╔══

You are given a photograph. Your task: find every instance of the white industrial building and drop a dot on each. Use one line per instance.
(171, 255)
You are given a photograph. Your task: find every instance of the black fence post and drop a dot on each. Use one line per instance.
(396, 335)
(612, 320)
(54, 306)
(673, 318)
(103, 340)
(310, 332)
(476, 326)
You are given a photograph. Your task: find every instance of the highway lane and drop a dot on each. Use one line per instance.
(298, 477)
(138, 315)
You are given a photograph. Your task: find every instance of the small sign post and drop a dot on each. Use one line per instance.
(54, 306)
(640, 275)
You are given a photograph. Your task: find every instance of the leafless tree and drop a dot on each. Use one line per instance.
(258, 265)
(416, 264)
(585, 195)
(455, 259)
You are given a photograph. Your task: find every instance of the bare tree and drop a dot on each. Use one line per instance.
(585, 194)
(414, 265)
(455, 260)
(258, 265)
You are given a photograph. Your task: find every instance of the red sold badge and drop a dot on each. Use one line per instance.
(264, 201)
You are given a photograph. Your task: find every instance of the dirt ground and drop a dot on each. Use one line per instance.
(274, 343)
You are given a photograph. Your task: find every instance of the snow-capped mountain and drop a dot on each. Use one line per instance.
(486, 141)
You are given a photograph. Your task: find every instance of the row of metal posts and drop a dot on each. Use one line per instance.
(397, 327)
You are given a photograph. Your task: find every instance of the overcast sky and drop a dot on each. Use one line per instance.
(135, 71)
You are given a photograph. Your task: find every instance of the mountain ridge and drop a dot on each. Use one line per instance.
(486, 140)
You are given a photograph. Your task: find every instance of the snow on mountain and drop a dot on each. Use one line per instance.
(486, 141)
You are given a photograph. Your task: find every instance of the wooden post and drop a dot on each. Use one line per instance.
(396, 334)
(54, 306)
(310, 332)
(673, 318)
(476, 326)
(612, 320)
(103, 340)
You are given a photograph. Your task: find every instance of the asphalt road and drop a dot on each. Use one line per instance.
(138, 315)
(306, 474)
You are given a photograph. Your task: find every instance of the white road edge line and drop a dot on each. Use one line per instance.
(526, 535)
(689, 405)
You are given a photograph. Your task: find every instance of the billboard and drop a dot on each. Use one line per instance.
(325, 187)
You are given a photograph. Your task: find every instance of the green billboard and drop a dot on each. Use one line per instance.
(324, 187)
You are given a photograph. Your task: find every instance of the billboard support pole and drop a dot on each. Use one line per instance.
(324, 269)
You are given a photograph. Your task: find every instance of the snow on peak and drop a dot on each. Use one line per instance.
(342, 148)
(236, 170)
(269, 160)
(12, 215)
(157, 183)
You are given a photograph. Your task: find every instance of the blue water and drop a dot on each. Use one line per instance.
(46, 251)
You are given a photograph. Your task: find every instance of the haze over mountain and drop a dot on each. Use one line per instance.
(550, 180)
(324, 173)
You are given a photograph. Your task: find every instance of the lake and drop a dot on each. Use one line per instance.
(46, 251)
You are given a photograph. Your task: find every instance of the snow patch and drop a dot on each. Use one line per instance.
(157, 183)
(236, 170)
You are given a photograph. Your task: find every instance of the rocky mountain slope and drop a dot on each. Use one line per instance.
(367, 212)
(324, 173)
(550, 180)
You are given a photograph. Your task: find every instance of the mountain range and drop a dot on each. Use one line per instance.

╚══

Recopy the whole listing exactly.

§ **TASK RESULT**:
You are given a photograph. Your task: find every instance of the white industrial building and drop a dot on each. Use one line per instance.
(171, 255)
You are given a photograph. Your task: find every instance of the black fence post and drop a dot on each. Use one line per instance.
(396, 335)
(612, 320)
(54, 306)
(673, 318)
(103, 340)
(310, 332)
(476, 326)
You are given a photograph. Your task: find every instance of the highway lane and drop a dot on each. Use one line per instance.
(298, 477)
(138, 315)
You are given a photograph. Your task: find every instance of the small sign post and drop a dot on each. Use one line per instance.
(54, 306)
(640, 275)
You are given a photograph. Your task: find every instance of the leafless tree and drop a dot on each. Use one line per instance.
(258, 265)
(416, 264)
(585, 195)
(455, 259)
You are given a photograph. Your task: find every instance of the bare tree and drop a dot on each. Use one line per instance.
(585, 194)
(414, 265)
(455, 260)
(258, 265)
You are given a photograph. Your task: find every instance of the red sold badge and drop a dot on each. Use one line per instance.
(264, 201)
You are given a photograph. Your task: find every instance of the dirt ground and drop a dot on each. Use one line per instance.
(274, 343)
You are given a photograph. Your task: find every instance of the snow-capped mountain and drop a dot on each. Use one line per instance.
(486, 141)
You are given a photograph. Your task: find every instance of the row of metal posts and drop a dot on each. Use one line per instance.
(397, 327)
You are given a photograph. Your task: find every instance of the overcast sky and drop a dot on each. Use one line per instance.
(135, 71)
You are given a photograph. Your task: find every instance of the mountain ridge and drop a dot on each. Use one line per instance.
(486, 140)
You are given a photograph. Your task: find every instance of the snow on mountain and drop a dot on each. Use one line per instance.
(486, 141)
You are given a photograph. Your task: find every instance of the wooden post and drop a dot on each. Use one line per instance.
(396, 334)
(54, 306)
(310, 332)
(673, 318)
(476, 326)
(612, 320)
(103, 340)
You are given a photograph. Your task: find every instance of the asphalt road and drop a dot on each. Use one line per instance.
(138, 315)
(306, 474)
You are given a photograph. Your task: find every instance of the white road edge line and drop a dot on each. Use one line per instance.
(526, 535)
(689, 405)
You are given a photograph. Your task: find every instance of the billboard and drop a dot on each. Use one line per instance.
(325, 187)
You are given a photograph. Your task: find every instance of the green billboard and drop a dot on each. Use one line per instance.
(324, 187)
You are given a photograph. Your task: find every instance of the billboard support pole and drop a dot on each. Use one line per instance.
(324, 269)
You are given a photograph. Your task: find every instance of the snow on peak and drop a dot on each. Use one line per instance.
(342, 148)
(236, 170)
(269, 160)
(12, 215)
(157, 183)
You are given a photograph. Your task: find every instance of the blue water and drop a dot on each. Use one line per instance.
(46, 251)
You are given a photograph. Your task: find every instance of the haze over mountain and drop a dot on each. Use one line per instance.
(550, 180)
(324, 173)
You are given a photograph. Your task: find every instance of the lake and drop a dot on each. Use one line per instance.
(46, 251)
You are given a photograph. Your task: find every instance of the snow patch and drop a dot on each. Use one line per instance.
(157, 183)
(236, 170)
You are given a photograph. Your task: find every instance of the rocky mountain slope and drop a dot on each. Use one line per instance.
(367, 212)
(324, 173)
(550, 180)
You are given a photograph. Your task: find every instance of the mountain range and drop a dot on each. Use one line per instance.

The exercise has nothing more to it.